▶ RECORDS SHOWN:
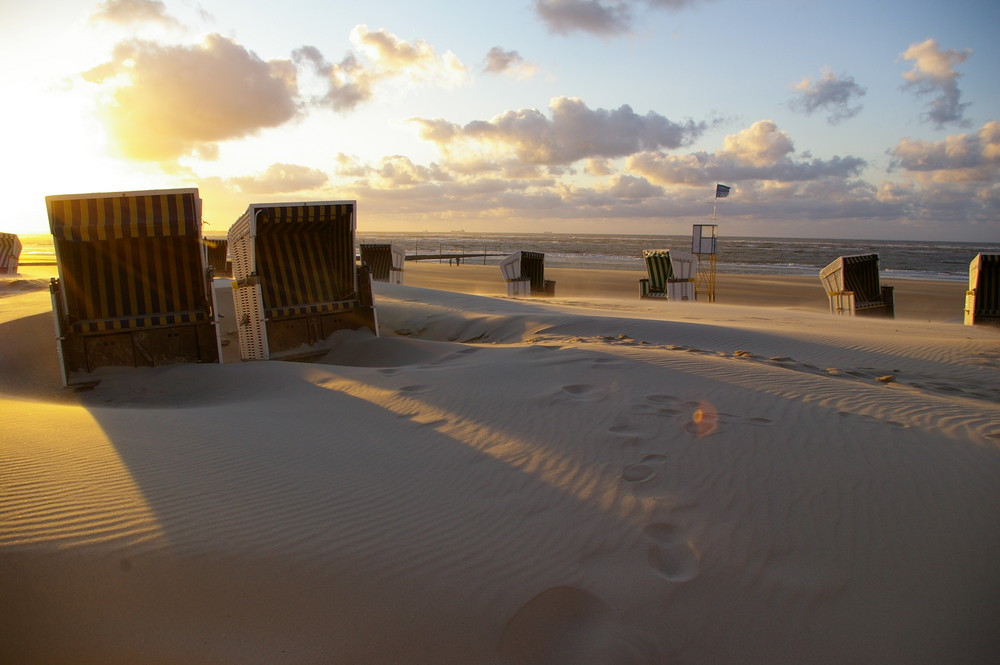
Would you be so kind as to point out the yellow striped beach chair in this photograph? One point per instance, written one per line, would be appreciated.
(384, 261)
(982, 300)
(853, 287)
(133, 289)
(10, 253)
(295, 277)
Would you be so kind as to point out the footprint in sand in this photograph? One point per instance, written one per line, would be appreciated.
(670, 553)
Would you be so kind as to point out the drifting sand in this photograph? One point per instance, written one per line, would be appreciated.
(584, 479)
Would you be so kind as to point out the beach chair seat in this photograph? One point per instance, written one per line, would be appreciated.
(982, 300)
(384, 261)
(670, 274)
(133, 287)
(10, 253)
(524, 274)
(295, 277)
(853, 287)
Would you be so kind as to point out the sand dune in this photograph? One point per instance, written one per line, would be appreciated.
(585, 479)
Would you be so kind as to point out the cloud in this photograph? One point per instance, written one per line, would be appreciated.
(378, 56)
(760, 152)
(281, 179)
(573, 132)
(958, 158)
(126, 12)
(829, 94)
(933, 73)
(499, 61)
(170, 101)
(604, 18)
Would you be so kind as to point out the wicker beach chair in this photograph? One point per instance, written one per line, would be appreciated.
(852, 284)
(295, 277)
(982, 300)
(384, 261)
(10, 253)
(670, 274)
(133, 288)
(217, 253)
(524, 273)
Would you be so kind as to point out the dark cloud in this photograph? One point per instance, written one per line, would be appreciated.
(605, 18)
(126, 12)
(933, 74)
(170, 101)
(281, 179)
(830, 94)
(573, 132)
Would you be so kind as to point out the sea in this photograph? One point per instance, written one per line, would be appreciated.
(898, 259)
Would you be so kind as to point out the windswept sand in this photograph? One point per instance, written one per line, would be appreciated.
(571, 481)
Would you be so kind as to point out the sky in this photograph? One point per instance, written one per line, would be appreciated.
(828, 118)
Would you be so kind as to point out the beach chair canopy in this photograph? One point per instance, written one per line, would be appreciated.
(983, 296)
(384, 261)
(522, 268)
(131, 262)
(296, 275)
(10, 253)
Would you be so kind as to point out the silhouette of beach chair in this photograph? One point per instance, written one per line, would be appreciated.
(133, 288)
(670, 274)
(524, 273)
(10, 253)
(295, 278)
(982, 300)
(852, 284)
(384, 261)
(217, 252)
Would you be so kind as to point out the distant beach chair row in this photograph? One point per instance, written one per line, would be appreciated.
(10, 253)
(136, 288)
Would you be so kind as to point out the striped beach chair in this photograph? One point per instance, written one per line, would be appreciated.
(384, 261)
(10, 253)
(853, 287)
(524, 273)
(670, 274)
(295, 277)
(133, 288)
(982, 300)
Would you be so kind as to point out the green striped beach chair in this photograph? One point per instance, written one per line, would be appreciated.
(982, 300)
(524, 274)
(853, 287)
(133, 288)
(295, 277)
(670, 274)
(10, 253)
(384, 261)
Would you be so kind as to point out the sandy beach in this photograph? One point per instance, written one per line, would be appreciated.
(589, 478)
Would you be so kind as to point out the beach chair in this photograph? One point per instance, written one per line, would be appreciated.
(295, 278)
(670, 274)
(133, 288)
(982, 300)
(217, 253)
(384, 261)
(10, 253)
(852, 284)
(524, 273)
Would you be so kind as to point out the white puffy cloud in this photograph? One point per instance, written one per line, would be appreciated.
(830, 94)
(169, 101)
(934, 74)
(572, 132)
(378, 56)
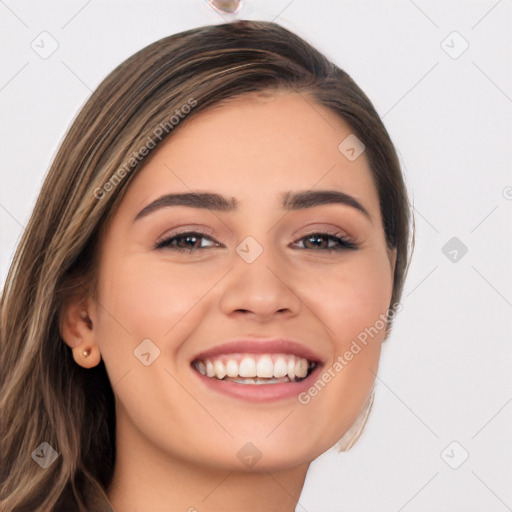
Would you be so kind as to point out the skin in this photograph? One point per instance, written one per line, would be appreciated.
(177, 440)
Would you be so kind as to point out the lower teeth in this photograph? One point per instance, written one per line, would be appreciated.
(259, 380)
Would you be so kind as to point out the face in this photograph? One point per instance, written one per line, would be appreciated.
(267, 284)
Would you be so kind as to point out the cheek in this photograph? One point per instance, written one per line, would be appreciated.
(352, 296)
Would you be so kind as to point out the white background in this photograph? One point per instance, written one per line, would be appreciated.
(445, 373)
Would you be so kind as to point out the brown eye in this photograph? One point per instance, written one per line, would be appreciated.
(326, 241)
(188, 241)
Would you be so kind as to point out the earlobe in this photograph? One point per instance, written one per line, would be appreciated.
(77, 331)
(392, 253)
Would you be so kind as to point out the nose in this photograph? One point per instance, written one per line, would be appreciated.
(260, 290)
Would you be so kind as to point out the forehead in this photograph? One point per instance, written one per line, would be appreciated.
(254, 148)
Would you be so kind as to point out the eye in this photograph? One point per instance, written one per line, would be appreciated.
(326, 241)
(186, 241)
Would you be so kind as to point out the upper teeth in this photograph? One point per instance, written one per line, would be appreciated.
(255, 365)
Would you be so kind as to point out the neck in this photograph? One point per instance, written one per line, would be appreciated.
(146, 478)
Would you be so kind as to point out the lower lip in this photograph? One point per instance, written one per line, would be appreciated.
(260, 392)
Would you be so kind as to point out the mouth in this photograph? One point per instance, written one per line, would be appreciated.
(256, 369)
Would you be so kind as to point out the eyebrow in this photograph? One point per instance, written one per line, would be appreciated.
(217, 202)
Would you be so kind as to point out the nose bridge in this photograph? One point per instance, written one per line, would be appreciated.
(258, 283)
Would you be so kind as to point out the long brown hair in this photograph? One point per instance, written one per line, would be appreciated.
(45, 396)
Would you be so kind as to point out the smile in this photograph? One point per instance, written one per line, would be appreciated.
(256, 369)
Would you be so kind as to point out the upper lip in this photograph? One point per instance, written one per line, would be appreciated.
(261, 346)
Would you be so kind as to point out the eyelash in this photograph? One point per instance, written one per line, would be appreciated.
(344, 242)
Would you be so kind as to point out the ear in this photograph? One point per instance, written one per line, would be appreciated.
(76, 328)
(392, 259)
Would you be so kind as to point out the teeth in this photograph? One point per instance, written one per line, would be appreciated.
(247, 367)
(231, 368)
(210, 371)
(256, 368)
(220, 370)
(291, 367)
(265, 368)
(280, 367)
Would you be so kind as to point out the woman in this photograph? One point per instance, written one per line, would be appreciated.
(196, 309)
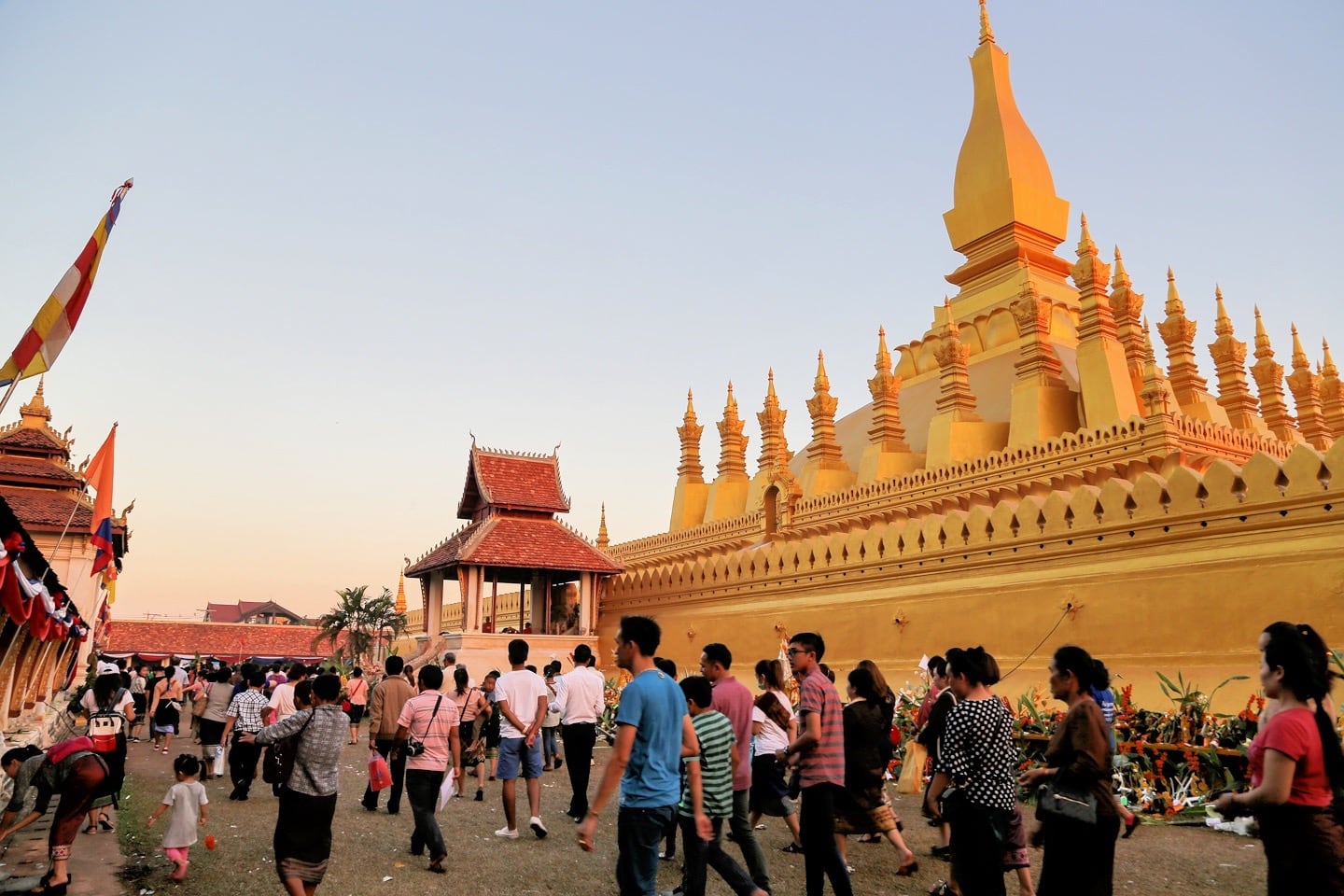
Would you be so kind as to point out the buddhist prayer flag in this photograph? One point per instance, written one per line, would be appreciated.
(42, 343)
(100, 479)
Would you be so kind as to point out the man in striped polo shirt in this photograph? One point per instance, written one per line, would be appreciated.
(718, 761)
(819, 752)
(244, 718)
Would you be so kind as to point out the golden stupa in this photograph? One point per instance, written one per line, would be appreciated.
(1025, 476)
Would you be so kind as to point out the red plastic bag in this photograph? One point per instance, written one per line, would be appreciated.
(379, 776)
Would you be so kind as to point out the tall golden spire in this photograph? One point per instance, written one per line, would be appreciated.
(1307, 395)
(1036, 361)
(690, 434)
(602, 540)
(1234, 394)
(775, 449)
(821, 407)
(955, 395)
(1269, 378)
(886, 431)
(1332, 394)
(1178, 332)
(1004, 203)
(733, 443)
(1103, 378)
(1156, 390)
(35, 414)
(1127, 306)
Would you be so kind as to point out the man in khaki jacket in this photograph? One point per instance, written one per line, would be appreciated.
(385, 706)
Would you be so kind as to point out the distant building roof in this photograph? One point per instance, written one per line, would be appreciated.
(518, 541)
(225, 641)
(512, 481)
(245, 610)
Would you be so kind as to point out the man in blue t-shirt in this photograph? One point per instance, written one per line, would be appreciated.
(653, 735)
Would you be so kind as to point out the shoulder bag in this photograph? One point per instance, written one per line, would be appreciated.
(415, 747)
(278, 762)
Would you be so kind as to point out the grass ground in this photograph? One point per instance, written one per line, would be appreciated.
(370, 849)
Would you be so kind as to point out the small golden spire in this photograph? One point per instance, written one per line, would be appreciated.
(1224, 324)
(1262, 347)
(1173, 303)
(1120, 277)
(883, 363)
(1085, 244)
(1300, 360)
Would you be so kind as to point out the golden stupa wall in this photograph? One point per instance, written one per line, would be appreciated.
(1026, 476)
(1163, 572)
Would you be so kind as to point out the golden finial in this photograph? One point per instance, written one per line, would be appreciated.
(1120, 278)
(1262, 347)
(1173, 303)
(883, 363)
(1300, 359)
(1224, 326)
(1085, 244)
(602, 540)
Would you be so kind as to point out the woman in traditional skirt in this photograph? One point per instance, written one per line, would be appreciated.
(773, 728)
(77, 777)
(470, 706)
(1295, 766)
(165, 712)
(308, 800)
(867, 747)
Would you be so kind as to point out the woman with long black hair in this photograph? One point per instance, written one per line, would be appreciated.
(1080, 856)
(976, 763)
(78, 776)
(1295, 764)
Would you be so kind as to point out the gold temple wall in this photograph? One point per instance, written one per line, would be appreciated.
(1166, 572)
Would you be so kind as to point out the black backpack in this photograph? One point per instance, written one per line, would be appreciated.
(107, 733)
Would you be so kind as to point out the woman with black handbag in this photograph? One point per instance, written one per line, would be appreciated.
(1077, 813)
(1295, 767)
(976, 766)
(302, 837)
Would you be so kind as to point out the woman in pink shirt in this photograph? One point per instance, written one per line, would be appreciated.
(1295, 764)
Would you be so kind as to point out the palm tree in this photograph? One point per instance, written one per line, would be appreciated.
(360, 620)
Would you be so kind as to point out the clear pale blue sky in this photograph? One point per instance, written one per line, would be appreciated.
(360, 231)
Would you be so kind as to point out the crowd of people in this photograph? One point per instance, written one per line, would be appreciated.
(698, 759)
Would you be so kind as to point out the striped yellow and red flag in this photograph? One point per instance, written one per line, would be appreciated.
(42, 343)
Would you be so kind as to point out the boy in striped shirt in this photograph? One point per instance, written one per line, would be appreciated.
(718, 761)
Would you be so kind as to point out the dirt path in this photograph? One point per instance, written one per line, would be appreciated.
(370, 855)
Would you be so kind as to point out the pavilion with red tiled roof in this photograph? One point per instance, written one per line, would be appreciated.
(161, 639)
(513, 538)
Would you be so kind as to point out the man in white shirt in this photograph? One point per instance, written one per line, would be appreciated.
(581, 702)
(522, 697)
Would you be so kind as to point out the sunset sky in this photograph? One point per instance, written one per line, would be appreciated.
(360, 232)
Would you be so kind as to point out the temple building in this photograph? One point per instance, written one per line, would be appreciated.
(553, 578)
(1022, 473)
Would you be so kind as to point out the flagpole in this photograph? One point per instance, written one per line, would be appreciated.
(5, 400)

▶ TO BE DONE: Copy out word for word every line from the one containing "Would you be so kind as to point out the sunset" through the final line.

▶ EXERCISE OUTPUT:
Would you be so kind as to point out the sunset sky in this photograph? One point per instance, written one per line, would be appreciated.
(360, 232)
Would you be so kind as to point out the temple building in this photograph? One point per instance, written one per line, would be appreciated.
(553, 578)
(1022, 473)
Would you be so kind as to point out the flagpole in this photograph? One point per instance, written one per line, would be appreciated.
(5, 400)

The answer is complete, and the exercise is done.